[WORKING DATA]
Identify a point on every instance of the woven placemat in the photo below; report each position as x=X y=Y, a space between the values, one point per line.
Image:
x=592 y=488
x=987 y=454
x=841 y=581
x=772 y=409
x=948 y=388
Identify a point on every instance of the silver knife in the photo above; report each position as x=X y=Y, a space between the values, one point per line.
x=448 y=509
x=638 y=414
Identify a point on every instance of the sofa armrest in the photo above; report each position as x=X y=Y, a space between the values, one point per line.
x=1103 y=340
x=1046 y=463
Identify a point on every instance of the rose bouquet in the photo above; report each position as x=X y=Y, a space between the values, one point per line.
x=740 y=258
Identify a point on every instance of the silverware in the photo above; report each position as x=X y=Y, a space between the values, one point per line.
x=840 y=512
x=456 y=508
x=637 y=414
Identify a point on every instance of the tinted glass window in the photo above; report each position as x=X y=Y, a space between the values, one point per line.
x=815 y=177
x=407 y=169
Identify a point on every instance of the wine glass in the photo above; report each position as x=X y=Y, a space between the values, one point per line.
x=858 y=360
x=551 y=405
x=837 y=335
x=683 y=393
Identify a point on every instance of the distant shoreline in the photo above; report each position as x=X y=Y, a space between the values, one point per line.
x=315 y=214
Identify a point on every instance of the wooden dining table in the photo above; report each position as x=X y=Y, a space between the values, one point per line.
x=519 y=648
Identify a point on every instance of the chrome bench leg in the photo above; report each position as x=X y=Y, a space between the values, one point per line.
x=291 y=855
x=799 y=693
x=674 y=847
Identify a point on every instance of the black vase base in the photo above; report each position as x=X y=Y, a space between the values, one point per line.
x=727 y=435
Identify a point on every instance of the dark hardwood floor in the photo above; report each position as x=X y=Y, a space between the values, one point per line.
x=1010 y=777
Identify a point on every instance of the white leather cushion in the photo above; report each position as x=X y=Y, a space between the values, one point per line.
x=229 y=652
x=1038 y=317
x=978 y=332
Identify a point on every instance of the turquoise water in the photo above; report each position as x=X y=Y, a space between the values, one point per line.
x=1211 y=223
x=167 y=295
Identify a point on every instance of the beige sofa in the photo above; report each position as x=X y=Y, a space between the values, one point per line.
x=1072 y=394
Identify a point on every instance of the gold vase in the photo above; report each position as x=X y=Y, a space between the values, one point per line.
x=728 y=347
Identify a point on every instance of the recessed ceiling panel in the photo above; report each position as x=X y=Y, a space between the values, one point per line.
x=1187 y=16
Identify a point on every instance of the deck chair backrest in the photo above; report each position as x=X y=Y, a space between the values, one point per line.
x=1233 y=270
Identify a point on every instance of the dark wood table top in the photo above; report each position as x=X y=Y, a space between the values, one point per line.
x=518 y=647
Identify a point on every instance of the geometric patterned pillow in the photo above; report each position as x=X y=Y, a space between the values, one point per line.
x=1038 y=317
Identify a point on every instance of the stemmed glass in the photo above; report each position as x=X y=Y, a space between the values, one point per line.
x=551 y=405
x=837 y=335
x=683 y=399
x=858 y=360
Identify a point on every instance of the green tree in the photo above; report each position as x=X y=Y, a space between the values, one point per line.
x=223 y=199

[WHAT YOU NEED TO DO] Return every line from the one holding "Identify a point on every instance of the dark wood" through the end of the data, exactly as it appears, with both ends kept and nothing else.

[CORRECT RESULT]
Identify a point on every instance of the dark wood table top in the photo above; report each position as x=X y=Y, a space between the values, one point per line.
x=518 y=647
Identify a point on every instance of the geometric patterned pillow in the photo above; report each position as x=X y=Y, a space between the values, one point per line.
x=1038 y=317
Identify a point on every instance of the stemmed glass in the photo above; report each position as x=X y=Y, a space between the values, one point per line.
x=551 y=405
x=837 y=335
x=683 y=399
x=858 y=360
Identify a point on every instance of the green tree in the photo above; report each position as x=X y=Y, a space between the values, one point per line.
x=223 y=199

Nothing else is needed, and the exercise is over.